On a wintry Sunday in Gloucester City, Lori and Brian Seedes found a place in the sun at Monmouth and Brown Streets to watch the St. Patrick’s Parade, hoping that Msgr. William A. Hodge, pastor of St. Mary’s Catholic Church, would bless their son, Beau, 21 months old, who has been fighting for his life since birth.
Beau was born with a rare form of muscular dystrophy -- X-linked myotubular myopathy -- that affects one in 50,000 male babies, most of whom succumb to respiratory failure before their first birthday.
“Beau was born not breathing, no heart rate, completely non-responsive,” Lori Seedes said. “He was that horrible gray color.”
Doctors at Kennedy University Hospital in Turnersville immediately resuscitated Beau, inserting a tube down his throat to enable him to breathe. Last March, when Beau was 9 months old, his parents took him to Gloucester City’s fledgling St. Patrick’s Parade, where Msgr. Hodge walked over and asked whether he could bless the baby.
“We told him sure he could,” Lori said. “We take any prayers we can get. We welcome them.” Hodge said a blessing. “It didn’t hurt, that’s for sure,” Lori said.
On Sunday, Msgr. Hodge spotted the family’s “Team Beau” and “Beau’s Brave Journey” balloons and walked over to Beau, who was cradled in his mother’s arms, wearing a bright green cap and two layers of clothing and being fed through a tube that ran directly into his stomach.
In the midst of the parade’s boisterous mix of Mummers string bands, Irish dancers, bagpipers, drummers, and a truck-borne tenor singing “McNamara’s Band,” Hodge brought his face close to Beau’s and quietly prayed to St. Peregrine, patron saint of those suffering from cancer and other grave illnesses.
Then he gave Lori a laminated St. Peregrine prayer card and a finger rosary (a tiny silver cross on a ring), gently touched Beau’s cheek, and said, “He’s a trooper.”
A few minutes later, Joe Pomante, the dazzlingly sequined captain of Gloucester City’s hometown Durning String Band, strutted over in mid-performance and kissed Beau.
Besides his parents, Beau was surrounded by his close-knit family -- brother Braeden, 4, maternal grandparents Larry and T.J. Bowe, and paternal grandmother Karen Seedes.
“We all live within five blocks of each other here,” Larry Bowe said, smiling. “It’s like a family compound.” Lori said her family’s closeness has provided vital support for the extraordinary care that Beau needs.
“He can go downhill very quickly,” she said. “We’re constantly assessing his breathing. He has weak muscle tone. To cough is very hard. To take a deep breath is very hard. Everything is taxing for him.
“If he is struggling because of extra saliva or mucus plugging his windpipe,” she said, Beau’s muscles are not strong enough to clear it, so she uses a suction pump to “force whatever is sitting in his lungs to come up.”
Beau wears an oxygen mask all night long, she said, and is solely fed through a tube. “He has never eaten food by mouth because he can’t swallow,” she said.
As the parade drew to a close, Lori, ever vigilant, noticed that Beau, resting in his stroller, was struggling to breathe. She quickly knelt in front of him and repeatedly inserted a suction pump tube down his throat, trying to find and extract whatever was blocking his breathing. When she was satisfied that he was breathing well enough to travel the two blocks home, she left.
On Tuesday, Beau will be examined at the National Institutes of Health in Bethesda, Md., to see whether he qualifies for clinical tests of a treatment that improved respiratory functioning in mice, but has yet to be tested on humans.
Brian Seedes said he and Lori are cautiously hopeful. “In 2015, I lost my dad to a sarcoma cancer,” he said. “When Beau was born, he was resuscitated twice. I’m not that religious, but I am Roman Catholic. I felt that Beau being able to recover was like my dad saying, ‘I’m here for you guys even though I’m not here anymore.’ It was like my dad sent Beau to us as a gift.”

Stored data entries
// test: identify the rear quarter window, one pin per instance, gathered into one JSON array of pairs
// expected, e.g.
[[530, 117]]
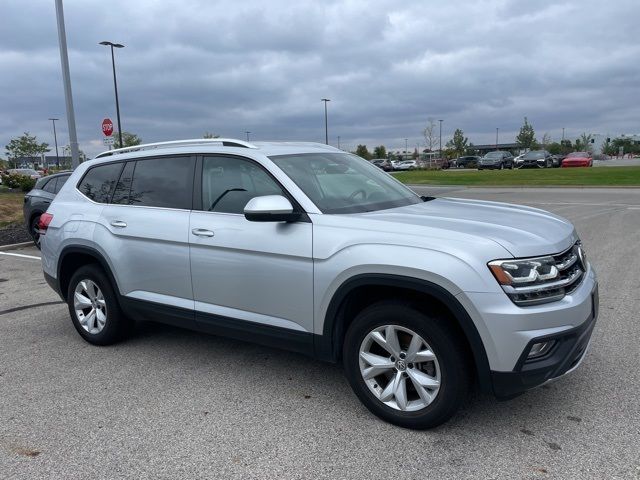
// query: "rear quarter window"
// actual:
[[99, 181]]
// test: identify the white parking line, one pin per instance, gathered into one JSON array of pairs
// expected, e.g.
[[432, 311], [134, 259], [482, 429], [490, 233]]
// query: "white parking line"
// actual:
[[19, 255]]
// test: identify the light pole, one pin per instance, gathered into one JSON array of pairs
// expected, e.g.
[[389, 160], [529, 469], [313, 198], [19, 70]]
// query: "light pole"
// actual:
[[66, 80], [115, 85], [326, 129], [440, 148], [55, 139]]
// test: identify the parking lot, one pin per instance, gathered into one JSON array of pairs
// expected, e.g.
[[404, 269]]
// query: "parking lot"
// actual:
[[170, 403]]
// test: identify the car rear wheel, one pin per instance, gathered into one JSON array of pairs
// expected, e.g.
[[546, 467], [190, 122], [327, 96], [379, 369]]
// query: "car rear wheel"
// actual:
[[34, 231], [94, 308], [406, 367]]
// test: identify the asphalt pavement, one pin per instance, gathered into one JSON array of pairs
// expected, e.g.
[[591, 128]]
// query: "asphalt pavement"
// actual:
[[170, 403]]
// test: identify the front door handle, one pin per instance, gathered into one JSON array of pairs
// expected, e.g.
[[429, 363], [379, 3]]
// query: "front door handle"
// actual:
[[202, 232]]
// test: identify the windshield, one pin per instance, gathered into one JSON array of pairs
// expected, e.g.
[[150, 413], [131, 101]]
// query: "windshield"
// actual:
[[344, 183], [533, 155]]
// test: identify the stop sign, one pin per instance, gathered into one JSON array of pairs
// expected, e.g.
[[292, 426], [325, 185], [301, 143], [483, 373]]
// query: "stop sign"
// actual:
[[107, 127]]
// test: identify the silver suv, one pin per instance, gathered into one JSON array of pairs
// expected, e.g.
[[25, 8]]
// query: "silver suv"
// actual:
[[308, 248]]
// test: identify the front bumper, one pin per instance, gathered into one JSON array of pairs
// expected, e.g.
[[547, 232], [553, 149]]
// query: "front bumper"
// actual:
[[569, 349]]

Activity 1:
According to the article about Beau, why does Lori Seedes use a suction pump on him? Answer in one to three sentences.
Activity 2:
Reproduce the article about Beau word for word, between "A few minutes" and "that Beau needs.", inclusive.
The listing comes from a source separate from the article about Beau.

Answer box 1:
When saliva or mucus plugs Beau's windpipe, his muscles are not strong enough to clear it. Lori uses the suction pump to force up whatever is sitting in his lungs.

Answer box 2:
A few minutes later, Joe Pomante, the dazzlingly sequined captain of Gloucester City’s hometown Durning String Band, strutted over in mid-performance and kissed Beau.
Besides his parents, Beau was surrounded by his close-knit family -- brother Braeden, 4, maternal grandparents Larry and T.J. Bowe, and paternal grandmother Karen Seedes.
“We all live within five blocks of each other here,” Larry Bowe said, smiling. “It’s like a family compound.” Lori said her family’s closeness has provided vital support for the extraordinary care that Beau needs.